(Object detection data)
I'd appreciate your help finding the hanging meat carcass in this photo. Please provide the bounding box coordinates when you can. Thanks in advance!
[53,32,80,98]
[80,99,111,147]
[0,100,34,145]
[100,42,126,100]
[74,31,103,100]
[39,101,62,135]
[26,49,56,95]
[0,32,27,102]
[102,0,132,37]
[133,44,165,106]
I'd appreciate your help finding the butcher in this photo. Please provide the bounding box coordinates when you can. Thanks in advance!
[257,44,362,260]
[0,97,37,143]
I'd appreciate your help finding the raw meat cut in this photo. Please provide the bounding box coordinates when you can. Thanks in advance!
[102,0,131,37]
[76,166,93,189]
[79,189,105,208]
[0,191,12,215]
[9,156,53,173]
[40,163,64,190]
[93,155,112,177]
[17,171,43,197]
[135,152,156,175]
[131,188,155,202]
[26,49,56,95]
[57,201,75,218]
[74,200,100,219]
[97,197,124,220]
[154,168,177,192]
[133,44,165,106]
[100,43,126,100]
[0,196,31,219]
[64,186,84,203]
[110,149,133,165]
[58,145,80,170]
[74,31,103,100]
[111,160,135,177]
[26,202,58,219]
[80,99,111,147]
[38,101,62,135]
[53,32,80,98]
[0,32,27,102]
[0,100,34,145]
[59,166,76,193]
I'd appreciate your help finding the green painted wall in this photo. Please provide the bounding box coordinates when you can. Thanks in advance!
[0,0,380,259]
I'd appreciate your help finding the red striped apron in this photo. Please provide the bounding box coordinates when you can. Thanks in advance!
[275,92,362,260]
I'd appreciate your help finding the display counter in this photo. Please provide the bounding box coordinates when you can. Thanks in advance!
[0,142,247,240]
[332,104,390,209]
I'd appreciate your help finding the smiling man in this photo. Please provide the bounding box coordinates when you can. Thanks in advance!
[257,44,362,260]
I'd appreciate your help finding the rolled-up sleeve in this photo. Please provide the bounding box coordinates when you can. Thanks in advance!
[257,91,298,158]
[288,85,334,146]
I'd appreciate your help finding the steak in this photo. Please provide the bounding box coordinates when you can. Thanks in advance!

• **EXERCISE BRIEF**
Can you reproduce the listing above line for line, without changing anything?

• **OUTPUT BELOW**
I'd appreciate your help finding the hanging meat carcass in this photo. Please provide the bounding box coordinates when you can. Thanks in advance!
[53,32,80,98]
[80,99,111,147]
[0,100,34,145]
[100,42,126,100]
[74,31,103,100]
[39,101,62,135]
[26,49,56,95]
[0,32,27,102]
[102,0,132,37]
[133,44,165,106]
I'd appreciate your help finding the butcher in this photo. Please provide the bounding box coordinates when you can. Thanks in advance!
[257,44,362,260]
[0,97,37,143]
I'd appreciate your help finding the raw meat cut in this photo. Please provide the bounding box coordinates when you can. Thanks in advance!
[102,0,131,37]
[76,166,93,189]
[79,189,105,208]
[0,191,12,215]
[9,156,53,173]
[40,163,64,190]
[93,155,112,177]
[17,171,43,197]
[135,152,156,175]
[131,188,155,202]
[26,49,56,95]
[57,201,75,218]
[74,200,100,219]
[97,197,124,220]
[154,168,177,192]
[133,44,165,106]
[100,43,126,100]
[0,196,31,219]
[64,186,84,203]
[110,149,133,165]
[58,145,80,170]
[74,31,103,100]
[111,160,135,177]
[26,202,58,219]
[80,99,111,147]
[38,101,62,135]
[53,32,80,98]
[0,32,27,102]
[0,100,34,145]
[59,166,76,193]
I'd appreciate your help finding the green painted wall in this photo. Please provide the bounding box coordinates when you can. Thanks in advance!
[0,0,380,259]
I'd appreciate your help finding the red striped apron in this photo. Please provide the bounding box coordinates when you can. Thanks in advance!
[275,92,362,260]
I'd appreciate your help finding the display counter in this photo. Please provide the bounding box coordinates when you can. Thanks in advance!
[0,142,247,240]
[332,104,390,209]
I'd appreciate your help finding the smiling man in this photo. Please provide the bounding box coordinates when you can. Thanks in advance!
[257,44,362,260]
I'd appreciate your help finding the rolled-up sleeve in this photo. Please provide the bounding box coordinates when you can. Thanks in advance!
[257,91,298,158]
[288,85,334,146]
I'd appreciate your help finding the steak in this photo. Please provide the bounding box coordinates when you can. Thanks in advance!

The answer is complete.